▶ _What is required_:
Copy out, character for character, the stretch from the line that contains "Please complete this annotation. The target class is bike" through the end of the records, and give only those lines.

▶ _Entries supplied_:
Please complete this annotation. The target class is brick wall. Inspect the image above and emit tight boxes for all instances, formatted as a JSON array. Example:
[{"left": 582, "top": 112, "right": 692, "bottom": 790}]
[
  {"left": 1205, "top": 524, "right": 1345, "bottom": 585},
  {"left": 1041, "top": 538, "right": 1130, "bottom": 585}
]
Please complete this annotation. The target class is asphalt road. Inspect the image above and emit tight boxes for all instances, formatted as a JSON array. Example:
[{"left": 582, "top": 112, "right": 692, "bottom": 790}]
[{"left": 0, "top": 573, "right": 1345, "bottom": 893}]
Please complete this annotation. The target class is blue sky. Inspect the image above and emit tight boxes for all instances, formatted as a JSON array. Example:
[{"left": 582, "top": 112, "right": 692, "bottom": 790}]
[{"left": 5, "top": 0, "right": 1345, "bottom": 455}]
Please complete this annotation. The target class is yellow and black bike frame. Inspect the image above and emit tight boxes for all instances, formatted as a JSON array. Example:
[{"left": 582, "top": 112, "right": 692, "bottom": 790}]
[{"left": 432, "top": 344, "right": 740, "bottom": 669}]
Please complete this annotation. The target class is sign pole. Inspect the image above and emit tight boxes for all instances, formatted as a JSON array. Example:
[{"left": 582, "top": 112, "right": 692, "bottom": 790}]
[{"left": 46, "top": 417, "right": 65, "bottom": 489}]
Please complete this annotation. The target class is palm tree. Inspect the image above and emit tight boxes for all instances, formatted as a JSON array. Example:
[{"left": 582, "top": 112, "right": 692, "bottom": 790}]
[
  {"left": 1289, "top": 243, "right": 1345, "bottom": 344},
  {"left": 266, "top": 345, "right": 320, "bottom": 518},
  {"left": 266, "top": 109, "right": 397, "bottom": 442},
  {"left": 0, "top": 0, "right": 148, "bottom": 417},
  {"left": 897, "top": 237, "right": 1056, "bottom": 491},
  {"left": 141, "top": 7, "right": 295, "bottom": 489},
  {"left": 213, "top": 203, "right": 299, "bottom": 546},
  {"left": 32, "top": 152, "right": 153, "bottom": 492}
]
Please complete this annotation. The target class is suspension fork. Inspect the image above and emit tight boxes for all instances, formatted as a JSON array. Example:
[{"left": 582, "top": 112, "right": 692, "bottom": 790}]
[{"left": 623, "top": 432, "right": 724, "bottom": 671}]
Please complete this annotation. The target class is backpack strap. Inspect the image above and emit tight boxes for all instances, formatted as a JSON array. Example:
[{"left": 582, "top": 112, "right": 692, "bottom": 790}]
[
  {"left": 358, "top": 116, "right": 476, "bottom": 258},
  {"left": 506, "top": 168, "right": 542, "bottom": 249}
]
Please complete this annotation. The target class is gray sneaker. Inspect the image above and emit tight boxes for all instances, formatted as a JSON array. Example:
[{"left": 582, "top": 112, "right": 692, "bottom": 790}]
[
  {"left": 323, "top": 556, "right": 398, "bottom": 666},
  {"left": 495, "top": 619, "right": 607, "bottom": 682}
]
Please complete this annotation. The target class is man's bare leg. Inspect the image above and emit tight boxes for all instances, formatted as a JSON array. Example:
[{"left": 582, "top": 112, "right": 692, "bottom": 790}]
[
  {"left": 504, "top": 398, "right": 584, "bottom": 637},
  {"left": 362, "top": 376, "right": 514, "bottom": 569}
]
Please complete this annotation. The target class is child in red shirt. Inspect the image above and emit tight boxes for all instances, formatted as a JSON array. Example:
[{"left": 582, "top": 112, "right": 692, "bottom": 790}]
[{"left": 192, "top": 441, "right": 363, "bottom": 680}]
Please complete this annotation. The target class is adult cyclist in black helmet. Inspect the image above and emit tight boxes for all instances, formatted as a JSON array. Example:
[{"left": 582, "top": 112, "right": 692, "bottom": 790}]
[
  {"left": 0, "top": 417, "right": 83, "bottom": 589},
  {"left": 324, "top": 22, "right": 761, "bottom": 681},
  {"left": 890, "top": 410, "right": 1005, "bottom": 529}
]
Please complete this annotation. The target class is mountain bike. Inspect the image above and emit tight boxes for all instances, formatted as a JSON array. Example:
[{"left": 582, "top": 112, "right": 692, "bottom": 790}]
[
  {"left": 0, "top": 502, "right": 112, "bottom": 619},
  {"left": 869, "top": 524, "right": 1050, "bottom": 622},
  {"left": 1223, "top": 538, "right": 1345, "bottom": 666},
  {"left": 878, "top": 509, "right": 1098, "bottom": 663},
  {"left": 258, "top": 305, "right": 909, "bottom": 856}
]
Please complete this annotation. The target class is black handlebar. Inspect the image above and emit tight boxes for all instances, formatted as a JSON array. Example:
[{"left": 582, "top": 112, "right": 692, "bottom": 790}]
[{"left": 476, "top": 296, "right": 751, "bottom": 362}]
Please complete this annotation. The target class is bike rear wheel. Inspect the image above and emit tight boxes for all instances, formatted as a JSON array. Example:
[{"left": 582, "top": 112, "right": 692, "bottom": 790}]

▶ _Answer below_:
Please complete this annotation. The target class is bike rear wheel. Inspect the image above and emit tight boxes for all instances, formatted as a JSON array. Example:
[{"left": 582, "top": 112, "right": 692, "bottom": 790}]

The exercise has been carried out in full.